__What you will do__
Reproduce the line that contains "mark the player's blue" and every line after it through the end of the records, exactly, with nothing added.
■ ■ ■
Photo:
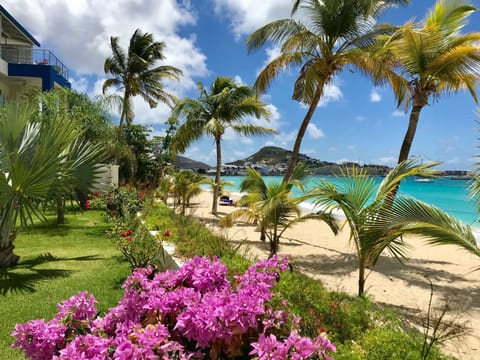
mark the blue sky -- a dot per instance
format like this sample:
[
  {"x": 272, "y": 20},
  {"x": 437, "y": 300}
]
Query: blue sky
[{"x": 206, "y": 39}]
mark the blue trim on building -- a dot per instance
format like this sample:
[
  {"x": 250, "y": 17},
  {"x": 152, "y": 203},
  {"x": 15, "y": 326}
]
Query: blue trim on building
[
  {"x": 47, "y": 73},
  {"x": 20, "y": 27}
]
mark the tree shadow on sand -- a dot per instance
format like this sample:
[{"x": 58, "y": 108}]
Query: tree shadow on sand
[{"x": 25, "y": 276}]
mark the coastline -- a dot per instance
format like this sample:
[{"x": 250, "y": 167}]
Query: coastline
[
  {"x": 307, "y": 208},
  {"x": 330, "y": 259}
]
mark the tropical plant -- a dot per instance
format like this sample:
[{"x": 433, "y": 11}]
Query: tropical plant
[
  {"x": 186, "y": 185},
  {"x": 273, "y": 207},
  {"x": 33, "y": 155},
  {"x": 377, "y": 223},
  {"x": 432, "y": 58},
  {"x": 137, "y": 73},
  {"x": 212, "y": 113},
  {"x": 330, "y": 36},
  {"x": 83, "y": 156},
  {"x": 254, "y": 183},
  {"x": 163, "y": 149},
  {"x": 193, "y": 312}
]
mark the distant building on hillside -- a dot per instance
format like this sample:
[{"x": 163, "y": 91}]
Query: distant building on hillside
[{"x": 23, "y": 63}]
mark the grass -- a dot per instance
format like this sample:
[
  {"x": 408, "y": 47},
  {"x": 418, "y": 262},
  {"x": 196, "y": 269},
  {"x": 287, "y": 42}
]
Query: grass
[{"x": 58, "y": 261}]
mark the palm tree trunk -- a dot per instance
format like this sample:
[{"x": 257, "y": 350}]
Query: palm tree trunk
[
  {"x": 301, "y": 133},
  {"x": 216, "y": 186},
  {"x": 60, "y": 210}
]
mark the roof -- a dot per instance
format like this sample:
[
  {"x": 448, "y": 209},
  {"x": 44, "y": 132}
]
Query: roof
[{"x": 17, "y": 26}]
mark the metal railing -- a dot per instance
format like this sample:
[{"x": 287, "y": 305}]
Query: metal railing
[{"x": 18, "y": 54}]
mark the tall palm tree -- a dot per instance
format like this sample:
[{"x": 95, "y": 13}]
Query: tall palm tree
[
  {"x": 433, "y": 59},
  {"x": 186, "y": 185},
  {"x": 330, "y": 38},
  {"x": 378, "y": 224},
  {"x": 33, "y": 154},
  {"x": 212, "y": 113},
  {"x": 137, "y": 73},
  {"x": 273, "y": 208}
]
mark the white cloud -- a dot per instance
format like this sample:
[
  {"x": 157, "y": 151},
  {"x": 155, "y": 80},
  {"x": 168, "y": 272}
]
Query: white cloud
[
  {"x": 247, "y": 16},
  {"x": 399, "y": 113},
  {"x": 375, "y": 96},
  {"x": 314, "y": 132}
]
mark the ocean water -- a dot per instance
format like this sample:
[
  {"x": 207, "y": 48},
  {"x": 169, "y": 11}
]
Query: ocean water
[{"x": 449, "y": 195}]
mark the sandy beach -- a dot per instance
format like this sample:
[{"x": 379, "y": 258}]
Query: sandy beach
[{"x": 330, "y": 259}]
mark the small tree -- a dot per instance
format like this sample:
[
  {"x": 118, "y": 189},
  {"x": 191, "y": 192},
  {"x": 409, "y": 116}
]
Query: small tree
[
  {"x": 33, "y": 154},
  {"x": 378, "y": 224},
  {"x": 273, "y": 207}
]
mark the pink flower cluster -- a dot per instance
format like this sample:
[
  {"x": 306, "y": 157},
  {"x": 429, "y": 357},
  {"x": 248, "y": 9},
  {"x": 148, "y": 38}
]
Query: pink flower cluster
[{"x": 191, "y": 313}]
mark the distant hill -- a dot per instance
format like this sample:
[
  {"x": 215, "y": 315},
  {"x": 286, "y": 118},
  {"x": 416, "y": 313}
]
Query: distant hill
[
  {"x": 272, "y": 155},
  {"x": 186, "y": 163}
]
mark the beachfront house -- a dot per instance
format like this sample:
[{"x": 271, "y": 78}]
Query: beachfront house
[{"x": 23, "y": 63}]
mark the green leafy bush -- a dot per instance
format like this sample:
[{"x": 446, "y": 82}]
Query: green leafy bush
[
  {"x": 121, "y": 203},
  {"x": 137, "y": 244},
  {"x": 387, "y": 343}
]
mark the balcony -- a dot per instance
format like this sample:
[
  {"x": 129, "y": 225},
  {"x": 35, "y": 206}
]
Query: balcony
[{"x": 15, "y": 54}]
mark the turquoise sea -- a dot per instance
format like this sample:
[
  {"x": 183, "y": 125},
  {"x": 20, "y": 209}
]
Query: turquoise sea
[{"x": 447, "y": 194}]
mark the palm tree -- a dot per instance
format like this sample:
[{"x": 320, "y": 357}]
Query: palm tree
[
  {"x": 433, "y": 59},
  {"x": 273, "y": 207},
  {"x": 33, "y": 154},
  {"x": 331, "y": 38},
  {"x": 377, "y": 224},
  {"x": 212, "y": 113},
  {"x": 137, "y": 73},
  {"x": 186, "y": 185},
  {"x": 255, "y": 184},
  {"x": 83, "y": 156}
]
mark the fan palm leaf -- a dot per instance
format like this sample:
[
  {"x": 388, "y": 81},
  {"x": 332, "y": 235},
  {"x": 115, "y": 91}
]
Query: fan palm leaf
[{"x": 224, "y": 107}]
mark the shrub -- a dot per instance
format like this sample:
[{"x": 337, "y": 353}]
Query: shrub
[
  {"x": 387, "y": 343},
  {"x": 191, "y": 313},
  {"x": 344, "y": 318}
]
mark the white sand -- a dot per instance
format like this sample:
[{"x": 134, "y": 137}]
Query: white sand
[{"x": 330, "y": 259}]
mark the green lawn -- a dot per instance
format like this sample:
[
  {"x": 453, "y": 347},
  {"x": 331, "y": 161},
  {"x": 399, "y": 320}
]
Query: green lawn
[{"x": 57, "y": 262}]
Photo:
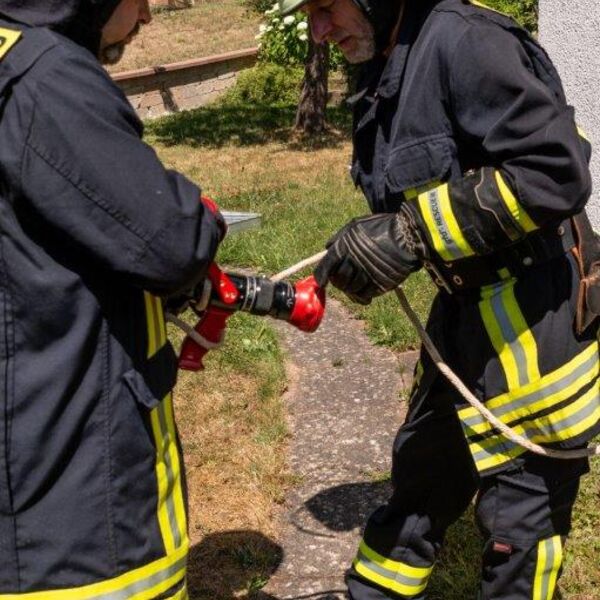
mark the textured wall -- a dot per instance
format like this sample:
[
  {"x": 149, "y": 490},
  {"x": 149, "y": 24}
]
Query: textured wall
[{"x": 570, "y": 32}]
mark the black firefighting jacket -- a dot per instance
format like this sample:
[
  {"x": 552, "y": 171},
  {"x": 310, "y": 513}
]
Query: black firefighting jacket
[
  {"x": 92, "y": 230},
  {"x": 465, "y": 127},
  {"x": 467, "y": 97}
]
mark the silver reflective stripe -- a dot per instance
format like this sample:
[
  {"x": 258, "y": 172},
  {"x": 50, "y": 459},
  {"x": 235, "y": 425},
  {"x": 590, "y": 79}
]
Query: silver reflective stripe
[
  {"x": 393, "y": 575},
  {"x": 143, "y": 585},
  {"x": 170, "y": 475},
  {"x": 442, "y": 225},
  {"x": 532, "y": 431},
  {"x": 536, "y": 395},
  {"x": 511, "y": 337}
]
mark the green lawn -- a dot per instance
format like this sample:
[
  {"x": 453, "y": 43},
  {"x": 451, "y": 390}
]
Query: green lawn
[{"x": 247, "y": 158}]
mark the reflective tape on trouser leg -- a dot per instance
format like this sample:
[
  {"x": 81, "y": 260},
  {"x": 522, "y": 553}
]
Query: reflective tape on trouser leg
[
  {"x": 548, "y": 564},
  {"x": 399, "y": 577}
]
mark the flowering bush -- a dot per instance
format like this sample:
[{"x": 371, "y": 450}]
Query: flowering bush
[{"x": 284, "y": 40}]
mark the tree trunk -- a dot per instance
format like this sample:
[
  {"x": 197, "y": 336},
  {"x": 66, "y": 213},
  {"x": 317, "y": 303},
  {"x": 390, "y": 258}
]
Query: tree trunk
[{"x": 310, "y": 117}]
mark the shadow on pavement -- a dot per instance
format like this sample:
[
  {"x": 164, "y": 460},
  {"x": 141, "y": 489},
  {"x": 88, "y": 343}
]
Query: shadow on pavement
[
  {"x": 231, "y": 565},
  {"x": 346, "y": 507}
]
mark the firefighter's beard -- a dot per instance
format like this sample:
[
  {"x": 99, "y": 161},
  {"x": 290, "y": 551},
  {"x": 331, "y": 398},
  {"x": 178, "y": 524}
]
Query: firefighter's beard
[{"x": 359, "y": 46}]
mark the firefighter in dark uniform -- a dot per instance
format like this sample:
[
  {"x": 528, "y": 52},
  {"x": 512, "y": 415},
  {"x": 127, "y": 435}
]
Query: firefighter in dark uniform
[
  {"x": 94, "y": 233},
  {"x": 473, "y": 166}
]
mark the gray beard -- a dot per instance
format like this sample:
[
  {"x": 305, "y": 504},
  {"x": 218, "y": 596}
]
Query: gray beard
[
  {"x": 365, "y": 51},
  {"x": 112, "y": 54}
]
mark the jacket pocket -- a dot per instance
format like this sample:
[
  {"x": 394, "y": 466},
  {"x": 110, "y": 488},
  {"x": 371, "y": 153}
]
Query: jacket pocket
[
  {"x": 139, "y": 390},
  {"x": 418, "y": 163}
]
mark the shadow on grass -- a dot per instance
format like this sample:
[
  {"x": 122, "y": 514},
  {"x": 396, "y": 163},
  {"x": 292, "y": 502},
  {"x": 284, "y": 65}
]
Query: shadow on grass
[
  {"x": 232, "y": 565},
  {"x": 456, "y": 575},
  {"x": 221, "y": 124}
]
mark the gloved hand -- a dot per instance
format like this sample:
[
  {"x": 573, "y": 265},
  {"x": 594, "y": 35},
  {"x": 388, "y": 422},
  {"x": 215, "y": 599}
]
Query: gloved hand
[{"x": 371, "y": 256}]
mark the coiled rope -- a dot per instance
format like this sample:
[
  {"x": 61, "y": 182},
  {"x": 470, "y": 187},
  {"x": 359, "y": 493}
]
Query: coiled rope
[{"x": 453, "y": 378}]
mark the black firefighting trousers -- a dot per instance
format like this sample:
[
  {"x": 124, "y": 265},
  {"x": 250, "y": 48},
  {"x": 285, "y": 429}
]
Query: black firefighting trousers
[
  {"x": 522, "y": 357},
  {"x": 524, "y": 515}
]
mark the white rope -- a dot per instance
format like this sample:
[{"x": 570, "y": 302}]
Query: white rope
[
  {"x": 455, "y": 380},
  {"x": 439, "y": 363},
  {"x": 307, "y": 262},
  {"x": 475, "y": 403}
]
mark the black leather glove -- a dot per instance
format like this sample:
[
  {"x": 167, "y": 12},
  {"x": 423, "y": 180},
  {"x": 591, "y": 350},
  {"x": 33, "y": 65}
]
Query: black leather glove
[{"x": 371, "y": 256}]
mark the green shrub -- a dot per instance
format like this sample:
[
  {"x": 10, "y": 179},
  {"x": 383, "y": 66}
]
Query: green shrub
[
  {"x": 524, "y": 11},
  {"x": 258, "y": 6},
  {"x": 284, "y": 40},
  {"x": 267, "y": 83}
]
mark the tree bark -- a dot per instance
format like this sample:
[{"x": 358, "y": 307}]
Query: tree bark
[{"x": 310, "y": 117}]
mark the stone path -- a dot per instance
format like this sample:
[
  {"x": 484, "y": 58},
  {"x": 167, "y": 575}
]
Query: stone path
[{"x": 344, "y": 407}]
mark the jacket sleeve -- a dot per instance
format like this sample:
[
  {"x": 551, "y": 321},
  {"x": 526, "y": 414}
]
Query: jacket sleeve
[
  {"x": 533, "y": 170},
  {"x": 92, "y": 184}
]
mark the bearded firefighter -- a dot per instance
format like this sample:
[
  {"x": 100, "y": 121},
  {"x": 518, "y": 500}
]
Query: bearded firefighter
[{"x": 473, "y": 167}]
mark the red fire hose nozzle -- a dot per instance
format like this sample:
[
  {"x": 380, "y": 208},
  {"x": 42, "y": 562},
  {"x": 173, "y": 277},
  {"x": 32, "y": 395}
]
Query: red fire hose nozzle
[{"x": 301, "y": 304}]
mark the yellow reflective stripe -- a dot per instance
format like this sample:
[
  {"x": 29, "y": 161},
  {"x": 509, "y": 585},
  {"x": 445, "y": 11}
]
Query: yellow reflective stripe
[
  {"x": 482, "y": 5},
  {"x": 171, "y": 508},
  {"x": 394, "y": 565},
  {"x": 514, "y": 207},
  {"x": 155, "y": 321},
  {"x": 164, "y": 482},
  {"x": 493, "y": 461},
  {"x": 178, "y": 500},
  {"x": 510, "y": 336},
  {"x": 543, "y": 402},
  {"x": 547, "y": 381},
  {"x": 150, "y": 324},
  {"x": 582, "y": 134},
  {"x": 144, "y": 583},
  {"x": 446, "y": 235},
  {"x": 386, "y": 582},
  {"x": 162, "y": 327},
  {"x": 494, "y": 451},
  {"x": 549, "y": 561},
  {"x": 8, "y": 38},
  {"x": 393, "y": 575},
  {"x": 182, "y": 594}
]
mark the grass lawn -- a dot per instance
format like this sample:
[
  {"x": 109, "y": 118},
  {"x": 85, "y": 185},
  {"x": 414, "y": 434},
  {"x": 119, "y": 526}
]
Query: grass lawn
[
  {"x": 231, "y": 416},
  {"x": 210, "y": 27}
]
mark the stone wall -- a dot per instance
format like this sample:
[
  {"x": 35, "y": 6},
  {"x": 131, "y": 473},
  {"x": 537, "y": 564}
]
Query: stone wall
[
  {"x": 570, "y": 31},
  {"x": 161, "y": 90}
]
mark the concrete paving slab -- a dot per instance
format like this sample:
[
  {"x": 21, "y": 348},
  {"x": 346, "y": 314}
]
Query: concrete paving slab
[{"x": 345, "y": 404}]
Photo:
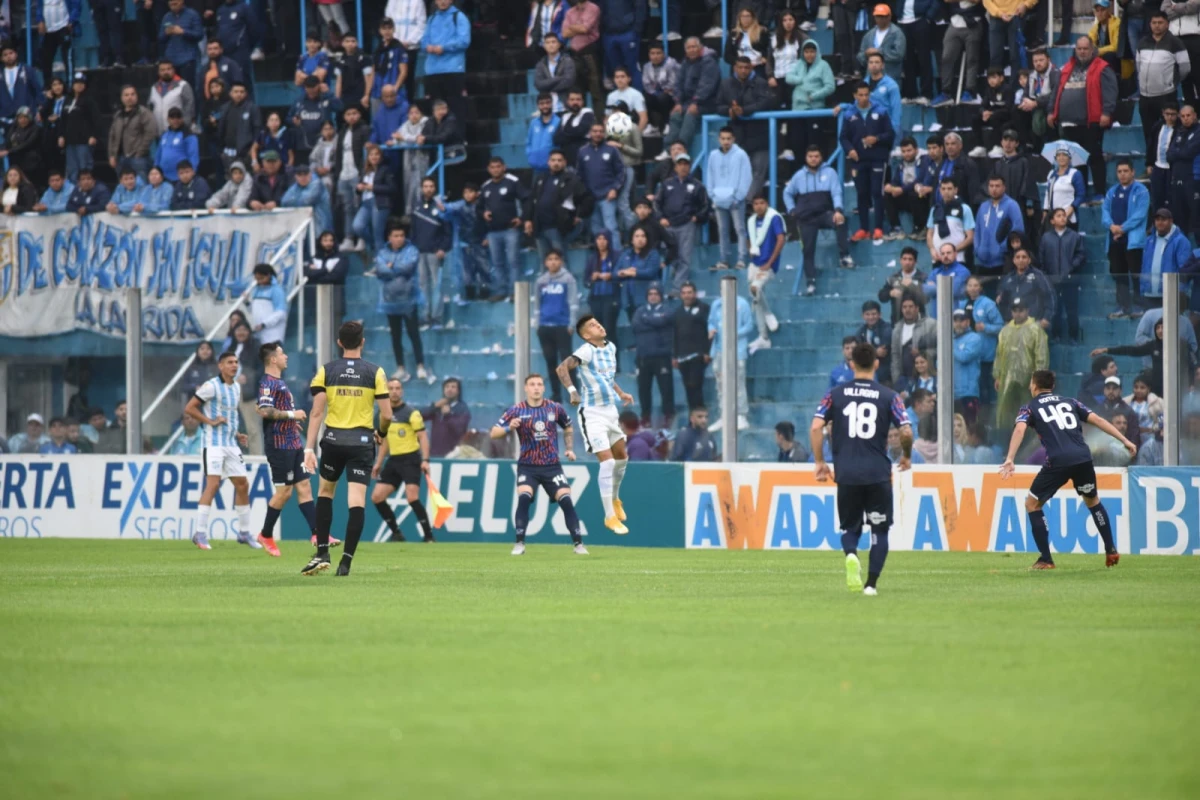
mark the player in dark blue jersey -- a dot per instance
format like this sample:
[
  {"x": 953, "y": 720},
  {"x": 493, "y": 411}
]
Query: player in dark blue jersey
[
  {"x": 1060, "y": 425},
  {"x": 861, "y": 413},
  {"x": 534, "y": 422}
]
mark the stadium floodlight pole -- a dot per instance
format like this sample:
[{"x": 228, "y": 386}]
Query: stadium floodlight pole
[
  {"x": 133, "y": 331},
  {"x": 945, "y": 370},
  {"x": 1174, "y": 366},
  {"x": 730, "y": 377}
]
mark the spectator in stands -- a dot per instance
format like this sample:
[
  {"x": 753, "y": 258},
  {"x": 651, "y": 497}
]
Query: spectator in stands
[
  {"x": 555, "y": 73},
  {"x": 690, "y": 349},
  {"x": 238, "y": 127},
  {"x": 311, "y": 112},
  {"x": 947, "y": 264},
  {"x": 653, "y": 334},
  {"x": 910, "y": 186},
  {"x": 504, "y": 197},
  {"x": 540, "y": 137},
  {"x": 1080, "y": 113},
  {"x": 745, "y": 326},
  {"x": 741, "y": 96},
  {"x": 660, "y": 89},
  {"x": 177, "y": 144},
  {"x": 1023, "y": 349},
  {"x": 683, "y": 204},
  {"x": 814, "y": 200},
  {"x": 558, "y": 205},
  {"x": 575, "y": 127},
  {"x": 445, "y": 42},
  {"x": 192, "y": 191},
  {"x": 55, "y": 199},
  {"x": 603, "y": 173},
  {"x": 907, "y": 281},
  {"x": 813, "y": 82},
  {"x": 33, "y": 439},
  {"x": 845, "y": 371},
  {"x": 912, "y": 335},
  {"x": 867, "y": 138},
  {"x": 727, "y": 181},
  {"x": 309, "y": 193},
  {"x": 127, "y": 193},
  {"x": 395, "y": 268},
  {"x": 695, "y": 443},
  {"x": 375, "y": 191},
  {"x": 90, "y": 196},
  {"x": 179, "y": 38},
  {"x": 700, "y": 78},
  {"x": 1167, "y": 251},
  {"x": 277, "y": 138},
  {"x": 81, "y": 121}
]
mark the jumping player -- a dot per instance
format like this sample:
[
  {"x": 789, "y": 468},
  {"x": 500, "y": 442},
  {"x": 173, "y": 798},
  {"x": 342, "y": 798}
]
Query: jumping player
[
  {"x": 861, "y": 413},
  {"x": 283, "y": 446},
  {"x": 534, "y": 422},
  {"x": 603, "y": 435},
  {"x": 1059, "y": 421},
  {"x": 215, "y": 405},
  {"x": 408, "y": 458},
  {"x": 347, "y": 390}
]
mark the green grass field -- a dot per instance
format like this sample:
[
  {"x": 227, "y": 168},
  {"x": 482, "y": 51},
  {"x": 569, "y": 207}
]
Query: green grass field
[{"x": 150, "y": 669}]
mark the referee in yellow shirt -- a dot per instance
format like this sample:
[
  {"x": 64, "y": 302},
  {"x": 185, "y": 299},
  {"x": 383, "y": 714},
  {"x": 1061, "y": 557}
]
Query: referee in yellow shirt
[
  {"x": 408, "y": 457},
  {"x": 345, "y": 396}
]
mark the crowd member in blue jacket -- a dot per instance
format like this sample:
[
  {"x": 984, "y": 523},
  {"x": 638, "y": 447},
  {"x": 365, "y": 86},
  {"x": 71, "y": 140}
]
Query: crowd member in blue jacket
[
  {"x": 813, "y": 198},
  {"x": 683, "y": 204},
  {"x": 89, "y": 197},
  {"x": 1061, "y": 254},
  {"x": 910, "y": 186},
  {"x": 179, "y": 40},
  {"x": 556, "y": 307},
  {"x": 996, "y": 218},
  {"x": 867, "y": 137},
  {"x": 395, "y": 268},
  {"x": 445, "y": 42},
  {"x": 540, "y": 137},
  {"x": 432, "y": 236},
  {"x": 947, "y": 264},
  {"x": 654, "y": 341},
  {"x": 1125, "y": 218}
]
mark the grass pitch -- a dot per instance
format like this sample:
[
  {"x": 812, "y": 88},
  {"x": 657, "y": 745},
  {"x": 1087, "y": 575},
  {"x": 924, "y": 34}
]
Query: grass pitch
[{"x": 151, "y": 669}]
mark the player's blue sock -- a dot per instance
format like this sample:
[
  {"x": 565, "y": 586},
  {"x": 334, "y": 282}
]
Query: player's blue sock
[
  {"x": 310, "y": 515},
  {"x": 570, "y": 518},
  {"x": 1041, "y": 535},
  {"x": 522, "y": 518},
  {"x": 1101, "y": 517},
  {"x": 273, "y": 516},
  {"x": 877, "y": 557}
]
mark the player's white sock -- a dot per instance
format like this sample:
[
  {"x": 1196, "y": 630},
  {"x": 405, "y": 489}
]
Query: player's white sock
[
  {"x": 618, "y": 475},
  {"x": 606, "y": 470},
  {"x": 243, "y": 519}
]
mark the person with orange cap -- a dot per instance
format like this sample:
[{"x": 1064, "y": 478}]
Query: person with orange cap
[{"x": 888, "y": 40}]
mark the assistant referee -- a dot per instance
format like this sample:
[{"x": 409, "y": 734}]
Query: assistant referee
[{"x": 345, "y": 395}]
■ ■ ■
__Result of the task__
mark the player's blue sock -- a dot per instance
format like this sample:
[
  {"x": 565, "y": 586},
  {"x": 334, "y": 282}
]
Query: player's blue sock
[
  {"x": 310, "y": 515},
  {"x": 570, "y": 518},
  {"x": 1041, "y": 535},
  {"x": 522, "y": 518},
  {"x": 1101, "y": 517},
  {"x": 273, "y": 516},
  {"x": 877, "y": 557}
]
mark the player's white sock -- a dot per instance
format like this sample:
[
  {"x": 1196, "y": 630},
  {"x": 405, "y": 489}
]
Query: player's white sock
[
  {"x": 618, "y": 475},
  {"x": 606, "y": 470},
  {"x": 243, "y": 519}
]
mark the person with orange cap -- a dot per instance
format like this sample:
[{"x": 1064, "y": 478}]
Query: person with orange cap
[{"x": 888, "y": 40}]
mark the assistant referee -- a dot per instance
format like this sample:
[{"x": 409, "y": 734}]
Query: assistant referee
[{"x": 345, "y": 395}]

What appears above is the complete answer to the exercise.